■ Work required ■
Give back the full listing, exactly as it is.

# # # #

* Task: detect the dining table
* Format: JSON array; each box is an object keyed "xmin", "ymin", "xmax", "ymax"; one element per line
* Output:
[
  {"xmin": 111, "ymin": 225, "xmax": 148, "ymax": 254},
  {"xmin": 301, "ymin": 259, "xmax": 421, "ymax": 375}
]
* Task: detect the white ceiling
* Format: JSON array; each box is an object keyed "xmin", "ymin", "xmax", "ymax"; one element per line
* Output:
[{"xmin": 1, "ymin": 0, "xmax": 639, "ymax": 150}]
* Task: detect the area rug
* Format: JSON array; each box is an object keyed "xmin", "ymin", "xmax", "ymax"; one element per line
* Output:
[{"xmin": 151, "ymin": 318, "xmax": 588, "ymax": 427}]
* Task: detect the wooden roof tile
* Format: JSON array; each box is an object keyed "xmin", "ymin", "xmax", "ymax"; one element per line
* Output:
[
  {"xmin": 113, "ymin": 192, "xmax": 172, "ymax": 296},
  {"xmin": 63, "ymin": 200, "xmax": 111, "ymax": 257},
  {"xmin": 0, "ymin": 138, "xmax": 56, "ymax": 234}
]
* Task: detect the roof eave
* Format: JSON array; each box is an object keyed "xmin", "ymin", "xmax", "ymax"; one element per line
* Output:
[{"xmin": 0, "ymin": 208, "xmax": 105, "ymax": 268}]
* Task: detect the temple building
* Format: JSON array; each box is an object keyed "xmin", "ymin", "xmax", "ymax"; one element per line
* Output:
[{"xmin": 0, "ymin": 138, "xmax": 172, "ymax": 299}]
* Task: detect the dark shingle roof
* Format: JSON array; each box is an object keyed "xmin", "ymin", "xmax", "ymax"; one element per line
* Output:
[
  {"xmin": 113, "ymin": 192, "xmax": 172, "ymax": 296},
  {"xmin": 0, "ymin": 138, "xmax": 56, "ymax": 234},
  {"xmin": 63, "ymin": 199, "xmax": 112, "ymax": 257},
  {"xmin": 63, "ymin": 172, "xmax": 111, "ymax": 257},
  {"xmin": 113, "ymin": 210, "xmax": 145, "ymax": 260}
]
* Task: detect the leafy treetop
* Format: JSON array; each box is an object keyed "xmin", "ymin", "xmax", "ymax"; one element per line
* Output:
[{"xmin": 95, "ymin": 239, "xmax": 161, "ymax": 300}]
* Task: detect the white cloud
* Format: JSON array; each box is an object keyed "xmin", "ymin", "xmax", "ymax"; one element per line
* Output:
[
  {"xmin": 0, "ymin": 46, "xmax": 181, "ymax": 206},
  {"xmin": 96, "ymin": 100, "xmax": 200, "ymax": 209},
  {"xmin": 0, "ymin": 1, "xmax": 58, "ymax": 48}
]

# # # #

■ Written reply ■
* Task: detect the dining table
* Format: JSON array; each box is an object keyed "xmin", "ymin", "xmax", "ymax"; one element per line
* Output:
[
  {"xmin": 111, "ymin": 225, "xmax": 148, "ymax": 254},
  {"xmin": 301, "ymin": 259, "xmax": 421, "ymax": 375}
]
* Task: detect the white ceiling
* Format: JSON array; each box is an object keyed "xmin", "ymin", "xmax", "ymax"; one element per line
* Output:
[{"xmin": 1, "ymin": 0, "xmax": 639, "ymax": 150}]
* Task: detect the area rug
* Format: JSON array; each box is an object keyed "xmin", "ymin", "xmax", "ymax"; one element per line
* Output:
[{"xmin": 151, "ymin": 318, "xmax": 588, "ymax": 427}]
* Task: detect the wooden roof tile
* Format: JSON array; each box is an object keyed "xmin", "ymin", "xmax", "ymax"; one element per line
* Output:
[
  {"xmin": 113, "ymin": 192, "xmax": 172, "ymax": 296},
  {"xmin": 63, "ymin": 200, "xmax": 111, "ymax": 257},
  {"xmin": 0, "ymin": 138, "xmax": 56, "ymax": 234}
]
* Task: detect the roof eave
* Format: JSON array; each box is an object keyed "xmin", "ymin", "xmax", "ymax"; one element per line
* Output:
[{"xmin": 0, "ymin": 208, "xmax": 105, "ymax": 268}]
* Task: detect the temple building
* Format: JSON array; each box is an object keyed "xmin", "ymin", "xmax", "ymax"; one element per line
* Output:
[{"xmin": 0, "ymin": 138, "xmax": 172, "ymax": 299}]
* Task: detect the dark shingle roof
* Format: JSON array; each box is an object keyed "xmin", "ymin", "xmax", "ymax"; one element per line
* Output:
[
  {"xmin": 113, "ymin": 192, "xmax": 172, "ymax": 296},
  {"xmin": 0, "ymin": 138, "xmax": 56, "ymax": 234},
  {"xmin": 63, "ymin": 199, "xmax": 112, "ymax": 257},
  {"xmin": 63, "ymin": 172, "xmax": 111, "ymax": 257},
  {"xmin": 113, "ymin": 210, "xmax": 145, "ymax": 260}
]
* Task: detect the leafy treetop
* Format: JSON array; each box is an object keyed "xmin", "ymin", "xmax", "ymax"; one element per line
* Output:
[{"xmin": 95, "ymin": 239, "xmax": 161, "ymax": 300}]
* Task: detect the white cloud
* Format: JSON array; each box is an object keyed "xmin", "ymin", "xmax", "ymax"; one element per line
* Output:
[
  {"xmin": 0, "ymin": 46, "xmax": 181, "ymax": 206},
  {"xmin": 96, "ymin": 100, "xmax": 200, "ymax": 209},
  {"xmin": 0, "ymin": 1, "xmax": 58, "ymax": 48}
]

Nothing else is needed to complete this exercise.